- _Short exercise_: Extract every line of the records below that contains the word "house".

START Task input

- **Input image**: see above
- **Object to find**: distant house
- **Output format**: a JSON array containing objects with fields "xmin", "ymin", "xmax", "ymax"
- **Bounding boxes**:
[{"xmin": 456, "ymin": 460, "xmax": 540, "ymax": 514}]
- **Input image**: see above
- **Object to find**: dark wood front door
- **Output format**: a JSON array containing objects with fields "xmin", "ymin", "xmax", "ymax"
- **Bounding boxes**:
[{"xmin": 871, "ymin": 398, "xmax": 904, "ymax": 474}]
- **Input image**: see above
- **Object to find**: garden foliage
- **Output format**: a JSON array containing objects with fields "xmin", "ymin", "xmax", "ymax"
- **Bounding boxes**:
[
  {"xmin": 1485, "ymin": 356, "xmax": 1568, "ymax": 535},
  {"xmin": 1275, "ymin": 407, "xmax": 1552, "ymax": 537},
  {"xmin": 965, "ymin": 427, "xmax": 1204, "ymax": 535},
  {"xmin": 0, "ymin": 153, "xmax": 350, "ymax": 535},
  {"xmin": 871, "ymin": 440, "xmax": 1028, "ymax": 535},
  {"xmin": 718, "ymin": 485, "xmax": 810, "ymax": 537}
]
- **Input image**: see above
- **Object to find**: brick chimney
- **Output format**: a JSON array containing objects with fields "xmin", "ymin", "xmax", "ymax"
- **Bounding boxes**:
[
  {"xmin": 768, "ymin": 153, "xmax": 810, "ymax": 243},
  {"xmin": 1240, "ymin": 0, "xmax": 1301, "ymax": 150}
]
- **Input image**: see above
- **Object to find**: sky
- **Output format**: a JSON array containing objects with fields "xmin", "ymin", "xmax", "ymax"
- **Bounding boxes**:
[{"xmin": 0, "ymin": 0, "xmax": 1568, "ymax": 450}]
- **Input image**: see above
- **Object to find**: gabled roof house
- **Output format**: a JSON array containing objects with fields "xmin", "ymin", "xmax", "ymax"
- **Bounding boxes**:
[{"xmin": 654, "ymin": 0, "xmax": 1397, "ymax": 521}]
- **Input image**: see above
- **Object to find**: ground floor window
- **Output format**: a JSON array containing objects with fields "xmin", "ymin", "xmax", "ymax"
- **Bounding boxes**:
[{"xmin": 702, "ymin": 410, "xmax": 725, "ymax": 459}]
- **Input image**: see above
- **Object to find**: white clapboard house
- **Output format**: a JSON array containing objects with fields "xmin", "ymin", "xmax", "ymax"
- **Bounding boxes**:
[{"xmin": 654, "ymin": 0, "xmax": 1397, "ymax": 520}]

END Task input

- _Response for this exercise_:
- **Object to find**: distant house
- **Object to find**: gabled roof house
- **Object to find**: white clapboard house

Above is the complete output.